### Short task
Write out all the entries word for word, but skip any images.
start
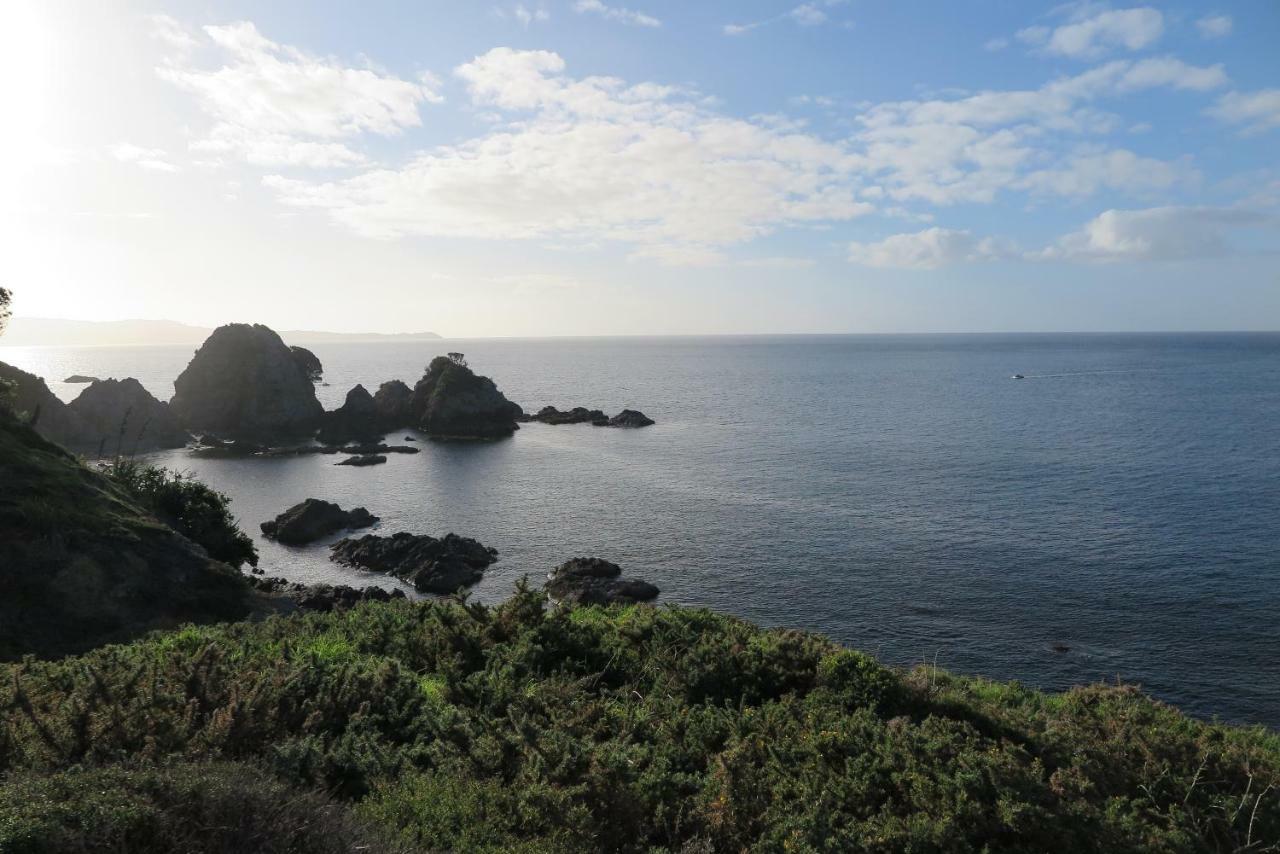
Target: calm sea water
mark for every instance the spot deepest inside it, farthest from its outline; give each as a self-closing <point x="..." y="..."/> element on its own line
<point x="901" y="494"/>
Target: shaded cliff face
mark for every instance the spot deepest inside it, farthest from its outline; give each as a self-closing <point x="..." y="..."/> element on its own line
<point x="127" y="418"/>
<point x="452" y="402"/>
<point x="82" y="563"/>
<point x="245" y="383"/>
<point x="53" y="419"/>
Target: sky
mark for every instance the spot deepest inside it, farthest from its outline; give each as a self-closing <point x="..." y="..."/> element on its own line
<point x="649" y="167"/>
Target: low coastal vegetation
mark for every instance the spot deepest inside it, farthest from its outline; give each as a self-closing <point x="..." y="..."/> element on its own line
<point x="457" y="726"/>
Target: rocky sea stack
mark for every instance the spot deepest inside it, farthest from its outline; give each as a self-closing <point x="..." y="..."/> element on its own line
<point x="126" y="418"/>
<point x="245" y="383"/>
<point x="452" y="402"/>
<point x="430" y="565"/>
<point x="592" y="580"/>
<point x="312" y="519"/>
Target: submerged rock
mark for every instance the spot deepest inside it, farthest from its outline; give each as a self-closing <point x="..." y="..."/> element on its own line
<point x="312" y="520"/>
<point x="583" y="415"/>
<point x="364" y="460"/>
<point x="245" y="383"/>
<point x="392" y="405"/>
<point x="429" y="563"/>
<point x="124" y="418"/>
<point x="452" y="402"/>
<point x="631" y="419"/>
<point x="592" y="580"/>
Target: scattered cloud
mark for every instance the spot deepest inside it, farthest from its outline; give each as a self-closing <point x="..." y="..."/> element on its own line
<point x="155" y="159"/>
<point x="928" y="250"/>
<point x="1257" y="112"/>
<point x="1116" y="169"/>
<point x="1170" y="233"/>
<point x="524" y="14"/>
<point x="968" y="149"/>
<point x="807" y="14"/>
<point x="595" y="159"/>
<point x="275" y="104"/>
<point x="617" y="13"/>
<point x="1215" y="26"/>
<point x="1092" y="33"/>
<point x="1153" y="234"/>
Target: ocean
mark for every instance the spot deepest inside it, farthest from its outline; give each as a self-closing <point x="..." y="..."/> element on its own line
<point x="1114" y="515"/>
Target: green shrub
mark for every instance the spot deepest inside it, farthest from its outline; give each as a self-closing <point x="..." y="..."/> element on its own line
<point x="516" y="727"/>
<point x="206" y="808"/>
<point x="190" y="507"/>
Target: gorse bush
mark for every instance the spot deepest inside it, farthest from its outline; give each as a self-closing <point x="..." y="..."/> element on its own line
<point x="458" y="726"/>
<point x="190" y="507"/>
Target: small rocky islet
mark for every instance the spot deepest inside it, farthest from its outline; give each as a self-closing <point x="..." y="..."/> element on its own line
<point x="246" y="392"/>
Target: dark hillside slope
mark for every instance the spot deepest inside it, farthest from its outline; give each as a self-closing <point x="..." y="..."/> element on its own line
<point x="465" y="727"/>
<point x="82" y="563"/>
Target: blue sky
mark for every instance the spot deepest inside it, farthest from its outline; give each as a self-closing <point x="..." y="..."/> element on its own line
<point x="586" y="167"/>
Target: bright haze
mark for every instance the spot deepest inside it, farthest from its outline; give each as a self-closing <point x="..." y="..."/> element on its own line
<point x="607" y="167"/>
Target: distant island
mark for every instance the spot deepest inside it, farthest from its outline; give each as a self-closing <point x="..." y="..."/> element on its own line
<point x="30" y="332"/>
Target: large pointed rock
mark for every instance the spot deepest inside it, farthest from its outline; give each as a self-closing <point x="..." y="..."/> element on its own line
<point x="126" y="418"/>
<point x="245" y="383"/>
<point x="452" y="402"/>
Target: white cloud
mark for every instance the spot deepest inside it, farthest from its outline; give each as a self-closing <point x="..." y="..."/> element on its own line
<point x="1115" y="169"/>
<point x="273" y="103"/>
<point x="595" y="159"/>
<point x="155" y="159"/>
<point x="1215" y="26"/>
<point x="617" y="13"/>
<point x="1153" y="234"/>
<point x="807" y="14"/>
<point x="969" y="149"/>
<point x="1257" y="110"/>
<point x="1092" y="33"/>
<point x="522" y="14"/>
<point x="927" y="250"/>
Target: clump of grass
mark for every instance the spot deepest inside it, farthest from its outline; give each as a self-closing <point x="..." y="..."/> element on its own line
<point x="190" y="507"/>
<point x="460" y="726"/>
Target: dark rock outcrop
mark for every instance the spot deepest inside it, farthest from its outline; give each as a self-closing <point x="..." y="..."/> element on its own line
<point x="392" y="403"/>
<point x="113" y="416"/>
<point x="323" y="597"/>
<point x="245" y="383"/>
<point x="583" y="415"/>
<point x="576" y="415"/>
<point x="356" y="419"/>
<point x="452" y="402"/>
<point x="309" y="362"/>
<point x="429" y="563"/>
<point x="126" y="419"/>
<point x="630" y="419"/>
<point x="364" y="460"/>
<point x="592" y="580"/>
<point x="314" y="519"/>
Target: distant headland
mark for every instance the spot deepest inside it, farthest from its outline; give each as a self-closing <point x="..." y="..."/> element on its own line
<point x="30" y="332"/>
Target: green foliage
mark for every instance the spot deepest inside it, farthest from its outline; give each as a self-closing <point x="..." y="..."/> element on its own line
<point x="210" y="808"/>
<point x="516" y="727"/>
<point x="190" y="507"/>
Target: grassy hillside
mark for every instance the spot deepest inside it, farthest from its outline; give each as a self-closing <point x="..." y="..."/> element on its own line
<point x="517" y="727"/>
<point x="83" y="562"/>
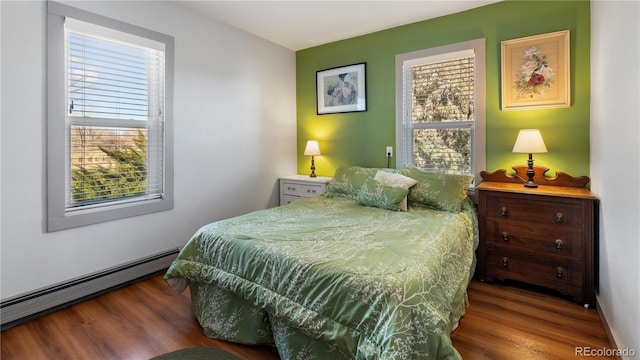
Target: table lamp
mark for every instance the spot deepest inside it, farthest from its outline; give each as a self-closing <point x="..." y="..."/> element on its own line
<point x="312" y="149"/>
<point x="529" y="141"/>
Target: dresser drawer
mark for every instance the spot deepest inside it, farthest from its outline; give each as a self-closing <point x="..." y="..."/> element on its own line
<point x="558" y="273"/>
<point x="296" y="187"/>
<point x="529" y="210"/>
<point x="302" y="190"/>
<point x="550" y="239"/>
end
### Response for this exercise
Target: calm sea water
mark for every instance the spot deepest inside it, farthest from its outline; give each as a self-closing <point x="..." y="..."/> element on its own line
<point x="901" y="494"/>
Target: shaded cliff face
mark for every instance the spot deepest inside it, farthest from its outline; give each as a self-closing <point x="..." y="..."/> element on its own line
<point x="127" y="418"/>
<point x="452" y="402"/>
<point x="82" y="563"/>
<point x="245" y="383"/>
<point x="53" y="419"/>
Target: sky
mark for every instance the spot deepest inside it, farthest from its outline; give each as a self-closing <point x="..." y="..."/> element on its own line
<point x="649" y="167"/>
Target: low coastal vegetation
mark for every instance the spot deepest inside it, farthest from its outline; give each as a self-closing <point x="..." y="..."/> element on its own line
<point x="457" y="726"/>
Target: rocky sea stack
mark for every instance the spot deepest inside it, farthest from its outline; give each as a self-closing <point x="..." y="..."/> element on its own line
<point x="126" y="418"/>
<point x="245" y="383"/>
<point x="452" y="402"/>
<point x="430" y="565"/>
<point x="592" y="580"/>
<point x="312" y="519"/>
Target: submerged rock
mark for every instance the spot deepest inside it, farthest from its outline; give each as a self-closing <point x="..." y="..."/> element on its own line
<point x="312" y="520"/>
<point x="583" y="415"/>
<point x="364" y="460"/>
<point x="245" y="383"/>
<point x="392" y="405"/>
<point x="429" y="563"/>
<point x="124" y="418"/>
<point x="452" y="402"/>
<point x="631" y="419"/>
<point x="592" y="580"/>
Target: scattered cloud
mark for every instance the spot deepest inside it, farthest from its outline; give each as a self-closing <point x="..." y="..."/> element on its own line
<point x="155" y="159"/>
<point x="928" y="250"/>
<point x="1257" y="112"/>
<point x="1116" y="169"/>
<point x="1170" y="233"/>
<point x="524" y="14"/>
<point x="968" y="149"/>
<point x="807" y="14"/>
<point x="595" y="159"/>
<point x="275" y="104"/>
<point x="617" y="13"/>
<point x="1215" y="26"/>
<point x="1092" y="33"/>
<point x="1153" y="234"/>
Target: ocean
mark for every instance the spot deepest inside it, farthest from its outline; give each as a self-closing <point x="..." y="..."/> element on its own line
<point x="1114" y="515"/>
Target: green shrub
mark for every instance the spot deepest inside it, farthest from its outline; give each as a self-closing <point x="..." y="..."/> element on its own line
<point x="516" y="727"/>
<point x="206" y="808"/>
<point x="190" y="507"/>
Target: gorse bush
mark for every instance the spot deepest inside it, farthest from its outline; give each as a self-closing <point x="..." y="..."/> element on its own line
<point x="458" y="726"/>
<point x="190" y="507"/>
Target: small rocky islet
mark for every instance the spot deepest inside it, farthest from its outline; give each as a self-closing <point x="..." y="..."/> element on its own line
<point x="246" y="392"/>
Target: dark hillside slope
mark for every instance the spot deepest inside it, farthest from its outline; give each as a self-closing <point x="..." y="..."/> element on its own line
<point x="465" y="727"/>
<point x="82" y="563"/>
Target: blue sky
mark for every instance the spot deepest inside it, farthest from its outline; give each as a self-closing <point x="..." y="..."/> element on its own line
<point x="586" y="167"/>
Target: bright haze
mark for every instance the spot deepest inside it, farthest from its outline; give each as a self-closing <point x="..." y="..."/> element on its own line
<point x="607" y="167"/>
Target: distant island
mark for every instance the spot deepest inside it, farthest from its outline; give each as a self-closing <point x="..." y="..."/> element on its own line
<point x="30" y="332"/>
Target: large pointed rock
mark for every instance the spot deepest inside it, farthest from its outline; give each as a self-closing <point x="..." y="..."/> element on its own line
<point x="126" y="418"/>
<point x="245" y="383"/>
<point x="452" y="402"/>
Target: white cloud
mark for every instance the spot deepest inside it, farthest from its outline; give each as a self-closing <point x="..." y="..."/> element on its own line
<point x="1115" y="169"/>
<point x="273" y="103"/>
<point x="595" y="159"/>
<point x="155" y="159"/>
<point x="1215" y="26"/>
<point x="617" y="13"/>
<point x="1153" y="234"/>
<point x="807" y="14"/>
<point x="969" y="149"/>
<point x="1257" y="110"/>
<point x="1092" y="33"/>
<point x="522" y="14"/>
<point x="927" y="250"/>
Target: clump of grass
mark for every instance the spot deepest inside it, farthest from its outline; give each as a self-closing <point x="..." y="..."/> element on its own line
<point x="190" y="507"/>
<point x="460" y="726"/>
Target: dark rock outcrop
mark for every instance the spot deepest inside it, farthest from its outline; give each as a self-closing <point x="..." y="..."/> element on its own line
<point x="392" y="403"/>
<point x="113" y="416"/>
<point x="323" y="597"/>
<point x="245" y="383"/>
<point x="583" y="415"/>
<point x="576" y="415"/>
<point x="356" y="419"/>
<point x="452" y="402"/>
<point x="309" y="362"/>
<point x="429" y="563"/>
<point x="126" y="419"/>
<point x="630" y="419"/>
<point x="364" y="460"/>
<point x="592" y="580"/>
<point x="314" y="519"/>
Target: distant headland
mark for every instance the spot deepest inside it, farthest from its outline; give each as a self-closing <point x="..." y="..."/> element on its own line
<point x="30" y="332"/>
Target: green foliage
mark for every instance the spot deepest inside it, farthest from its outline; give each as a self-closing <point x="..." y="..."/> element on its own line
<point x="210" y="808"/>
<point x="516" y="727"/>
<point x="190" y="507"/>
Target: grassy hillside
mark for every instance the spot deepest inside it, farthest from its outline; give each as a self-closing <point x="..." y="..."/> element on its own line
<point x="517" y="727"/>
<point x="83" y="562"/>
Target: table lamp
mark for every instance the spot deepest inside it, farthest from its outline; give each as a self-closing <point x="..." y="..."/> element on its own line
<point x="312" y="149"/>
<point x="529" y="141"/>
Target: dresser drawer
mark for every instance the spot deepest inside it, farthest from its outline; give each as a self-closing <point x="..." y="..."/> element on its own line
<point x="558" y="273"/>
<point x="296" y="187"/>
<point x="529" y="210"/>
<point x="302" y="190"/>
<point x="550" y="239"/>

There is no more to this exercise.